- [Extracted text]:
########################################

When we fished Monday, the fish were "on" about everywhere, might go 10 minutes without a bite then all 4 rods would start at once. we caught fish from 4 to almost 20 ft. 

Id not worry about the wind direction and do like I do, i fish when i can and each day is a task to find out where they are located and then concentrate on those areas. its tha challenge that we all love!

Salmonid


----------



## Thommes (Jun 6, 2005)

Well we're headed out in a little bit to fish tonight. Hope the bite is ON tonight. We'll see what the lake gives us.


----------



## Nathaniel (Jan 9, 2010)

If you are day fishing try bottom drifting your float rig 17-24' depths you shoud get some size to your fish get off those dinks .3 to.6 mph. bait u with cut shad or live bait if you keep mising the hits throw a trailer hook on youll get them every time!!! 
good luck


----------



## Salmonid (Apr 14, 2004)

Ha ha, had a good laugh when you suggested going deeper for bigger cats at CJ....that lake is lousy with 10-14" fish, last time out we took over 30 and only 3-4 of em were over 3 lbs. and yeah.. we been all over that lake and right now the thermocline is around 15 ft so youll notice not many hits once you cross about 20 FOW, but that is just my .02, again, I appreciate the good laugh!, after the trip I had yesterday at CC for cats, I needed that! LOL

Salmonid


----------

########################################

- [Instructions]:
[1] In the fishing thread above, reproduce the passage that begins at the words "Well we're headed" and stops after "(Jan 9, 2010)".
[2] Answer these from the fishing thread above:
(a) Across what range of depths did the Monday outing catch fish?
(b) What drift speed does Nathaniel recommend for the float rig?
(c) At about what depth does Salmonid place the thermocline?

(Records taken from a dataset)
########################################

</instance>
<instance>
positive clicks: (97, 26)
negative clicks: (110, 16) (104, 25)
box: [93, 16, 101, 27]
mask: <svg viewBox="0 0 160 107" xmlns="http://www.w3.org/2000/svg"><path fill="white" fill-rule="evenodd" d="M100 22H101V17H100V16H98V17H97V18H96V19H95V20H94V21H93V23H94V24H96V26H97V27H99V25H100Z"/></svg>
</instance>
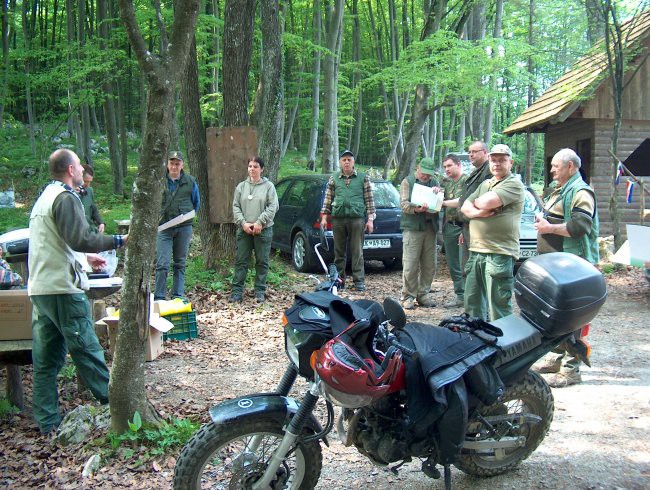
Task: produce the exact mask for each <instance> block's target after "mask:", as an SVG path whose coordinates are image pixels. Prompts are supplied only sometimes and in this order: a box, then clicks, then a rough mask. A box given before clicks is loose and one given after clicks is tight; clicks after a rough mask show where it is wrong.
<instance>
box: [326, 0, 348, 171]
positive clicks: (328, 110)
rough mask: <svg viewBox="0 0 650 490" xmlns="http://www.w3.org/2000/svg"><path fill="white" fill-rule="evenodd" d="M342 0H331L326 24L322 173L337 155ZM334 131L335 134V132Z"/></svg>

########################################

- [Task-by-task results]:
[1]
Well we're headed out in a little bit to fish tonight. Hope the bite is ON tonight. We'll see what the lake gives us.


----------



## Nathaniel (Jan 9, 2010)

[2]
(a) From 4 to almost 20 ft.
(b) .3 to .6 mph.
(c) Around 15 ft.